===== Given text

Sunday, May 14, 2006

What is wrong with Bollywood? [UPDATED May 18, 2006]

In response to this discussion (like all my favorite discussions, about art, philosophy, and Hindi cinema -- not in that order!):


At the risk of gross (and perhaps crude) oversimplification, let us take two "works of art": Michelangelo's Sistine Chapel paintings and the Ajanta caves. Stripped to the bones, both are paintings on walls/roofs. One indubitably represents the work and vision of one man, even if aided by dozens of people under him; the other is the product of centuries of artistic expression, worked on by generations of artists and artisans over a period spanning several centuries, such that the notion of "authorship" when it comes to the Ajanta cave paintings is absurd. It's not about "better" or "worse" (both are widely considered unsurpassed works of art); yet only the Sistine Chapel paintings may properly be considered a "work of art" in the traditional Western sense. With the Ajanta cave paintings the "line" between "art" and "(mere?) culture" is blurred, such that one might just as soon call the Ajanta cave art a cultural tradition as a work of art (one reason why ideally I think one ought to, if one were speaking of the Sistine Chapel paintings and Ajanta art in the same breath, speak of both as being (rather than great "works of art") at the summit of artistic expression.


Why do I raise the above in the context of this discussion? Because, taking the above (provisional) distinction as a paradigm, I would not equate the "traditional dishes conjured at home" with lack of originality; rather, the "traditional dishes conjured at home" represent cooking as a creative process, just as the work of the master chef does, but in a different way. In the former, at its most extreme the cooking is seen as an activity that comes naturally (often problematically, as something that is natural to women)-- to the point where many traditional cooks will deny that they are doing anything different ("this is the way it is made"); individual differences nevertheless seep in-- hence we are able to say that one cook is simply better than another, even though both are making the same dish and have no intention of making a new dish.

==========
===== Listed entries

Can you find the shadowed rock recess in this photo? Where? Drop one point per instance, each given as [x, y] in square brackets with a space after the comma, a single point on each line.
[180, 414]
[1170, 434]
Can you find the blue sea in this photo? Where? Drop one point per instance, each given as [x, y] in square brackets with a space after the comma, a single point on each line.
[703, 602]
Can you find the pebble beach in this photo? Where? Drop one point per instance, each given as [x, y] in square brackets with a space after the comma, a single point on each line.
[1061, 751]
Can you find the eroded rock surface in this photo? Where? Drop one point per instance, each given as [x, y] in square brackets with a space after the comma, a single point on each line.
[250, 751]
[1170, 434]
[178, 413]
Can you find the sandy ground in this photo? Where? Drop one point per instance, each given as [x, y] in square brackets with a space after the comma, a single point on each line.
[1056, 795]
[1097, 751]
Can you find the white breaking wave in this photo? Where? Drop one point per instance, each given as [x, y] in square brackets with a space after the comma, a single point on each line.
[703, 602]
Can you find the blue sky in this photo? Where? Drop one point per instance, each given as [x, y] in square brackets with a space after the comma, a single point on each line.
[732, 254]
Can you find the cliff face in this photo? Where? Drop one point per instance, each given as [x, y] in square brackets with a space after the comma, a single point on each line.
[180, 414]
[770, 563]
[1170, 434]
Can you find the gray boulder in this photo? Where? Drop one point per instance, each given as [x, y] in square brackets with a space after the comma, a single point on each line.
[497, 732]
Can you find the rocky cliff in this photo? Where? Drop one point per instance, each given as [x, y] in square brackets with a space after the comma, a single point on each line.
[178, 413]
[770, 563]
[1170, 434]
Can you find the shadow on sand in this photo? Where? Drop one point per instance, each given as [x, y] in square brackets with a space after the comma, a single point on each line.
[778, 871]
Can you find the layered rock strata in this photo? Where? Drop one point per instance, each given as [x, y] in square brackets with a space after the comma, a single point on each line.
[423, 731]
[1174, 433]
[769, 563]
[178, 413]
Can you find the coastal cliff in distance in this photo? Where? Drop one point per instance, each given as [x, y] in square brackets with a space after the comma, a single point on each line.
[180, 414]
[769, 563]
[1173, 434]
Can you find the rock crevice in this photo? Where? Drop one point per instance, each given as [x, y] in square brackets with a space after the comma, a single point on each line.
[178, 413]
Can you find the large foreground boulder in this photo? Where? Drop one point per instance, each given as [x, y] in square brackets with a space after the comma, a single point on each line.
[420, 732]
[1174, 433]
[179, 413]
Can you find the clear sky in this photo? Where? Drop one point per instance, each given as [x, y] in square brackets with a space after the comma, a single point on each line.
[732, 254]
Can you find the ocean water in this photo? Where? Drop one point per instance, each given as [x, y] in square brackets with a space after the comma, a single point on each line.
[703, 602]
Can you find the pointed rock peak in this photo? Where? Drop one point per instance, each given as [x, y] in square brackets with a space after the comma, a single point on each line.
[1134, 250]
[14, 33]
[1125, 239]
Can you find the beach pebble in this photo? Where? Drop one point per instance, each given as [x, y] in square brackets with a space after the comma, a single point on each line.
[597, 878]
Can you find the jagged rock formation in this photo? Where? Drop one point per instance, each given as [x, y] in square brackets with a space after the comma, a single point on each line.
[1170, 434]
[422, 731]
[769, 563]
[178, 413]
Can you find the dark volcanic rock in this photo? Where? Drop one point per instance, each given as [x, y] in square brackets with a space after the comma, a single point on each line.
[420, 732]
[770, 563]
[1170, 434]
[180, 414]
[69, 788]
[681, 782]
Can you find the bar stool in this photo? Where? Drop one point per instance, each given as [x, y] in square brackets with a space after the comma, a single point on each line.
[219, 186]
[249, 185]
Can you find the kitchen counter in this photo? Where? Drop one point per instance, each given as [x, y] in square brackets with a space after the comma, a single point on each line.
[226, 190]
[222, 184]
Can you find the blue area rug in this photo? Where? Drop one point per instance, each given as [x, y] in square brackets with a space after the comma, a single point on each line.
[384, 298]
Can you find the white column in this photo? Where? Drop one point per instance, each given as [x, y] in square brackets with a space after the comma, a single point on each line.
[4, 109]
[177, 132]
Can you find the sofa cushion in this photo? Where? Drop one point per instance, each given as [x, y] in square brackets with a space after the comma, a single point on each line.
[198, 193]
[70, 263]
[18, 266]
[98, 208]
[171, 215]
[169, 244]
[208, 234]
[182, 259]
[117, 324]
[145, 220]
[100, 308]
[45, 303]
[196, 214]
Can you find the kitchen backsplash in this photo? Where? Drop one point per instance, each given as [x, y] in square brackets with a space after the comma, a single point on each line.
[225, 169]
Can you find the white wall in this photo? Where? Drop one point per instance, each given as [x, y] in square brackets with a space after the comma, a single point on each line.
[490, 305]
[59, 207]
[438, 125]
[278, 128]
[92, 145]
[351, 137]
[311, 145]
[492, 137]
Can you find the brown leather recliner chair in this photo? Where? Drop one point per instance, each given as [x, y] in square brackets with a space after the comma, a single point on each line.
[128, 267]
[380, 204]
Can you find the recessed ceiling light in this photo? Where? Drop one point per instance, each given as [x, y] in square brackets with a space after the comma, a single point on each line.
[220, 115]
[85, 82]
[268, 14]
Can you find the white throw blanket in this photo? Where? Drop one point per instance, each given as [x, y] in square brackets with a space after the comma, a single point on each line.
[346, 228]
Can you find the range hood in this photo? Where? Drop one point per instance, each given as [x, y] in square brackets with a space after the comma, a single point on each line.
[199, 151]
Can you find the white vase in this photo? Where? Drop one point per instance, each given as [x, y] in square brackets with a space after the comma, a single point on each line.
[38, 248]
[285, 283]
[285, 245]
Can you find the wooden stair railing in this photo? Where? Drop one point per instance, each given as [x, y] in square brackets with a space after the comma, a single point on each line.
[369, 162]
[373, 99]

==========

**Task 1:** List the three subjects that the post on what is wrong with Bollywood says its writer's favorite discussions are about.
**Task 2:** Rewrite the post on what is wrong with Bollywood from "Why do I raise" to "a new dish.", using "baking" wherever "cooking" appears.
**Task 3:** Extend the post on what is wrong with Bollywood, picking up after its final sentence.

**Task answer 1:** art, philosophy, Hindi cinema

**Task answer 2:**
Why do I raise the above in the context of this discussion? Because, taking the above (provisional) distinction as a paradigm, I would not equate the "traditional dishes conjured at home" with lack of originality; rather, the "traditional dishes conjured at home" represent baking as a creative process, just as the work of the master chef does, but in a different way. In the former, at its most extreme the baking is seen as an activity that comes naturally (often problematically, as something that is natural to women)-- to the point where many traditional cooks will deny that they are doing anything different ("this is the way it is made"); individual differences nevertheless seep in-- hence we are able to say that one cook is simply better than another, even though both are making the same dish and have no intention of making a new dish.

**Task answer 3:**
I am obviously simplifying for the sake of discussion, but I think the hundreds of films that were traditionally made around a similar set of themes, represent a certain artistic tradition (a different one from that focused on the "new" work birthed from the brain of one author), not lack of creativity. If the individualized "difference" that the tradition needs to survive (in the sense that the recurrence that the tradition needs to survive cannot be "mere" repetition) is not interesting enough, not distinctive enough, or not creative enough, the tradition stagnates. That is perhaps what happened to traditional Bollywood cinema by the end of the 1980s and the 1990s (Sunny Deol violent action film, part 46), but at its best the tradition represented great artistic creativity, without any pretensions to "originality" in the sense of "nothing like this has been done before": Mansoor Khan's Qayamat se Qayamat Tak and J.P. Dutta's Yateem are two striking examples.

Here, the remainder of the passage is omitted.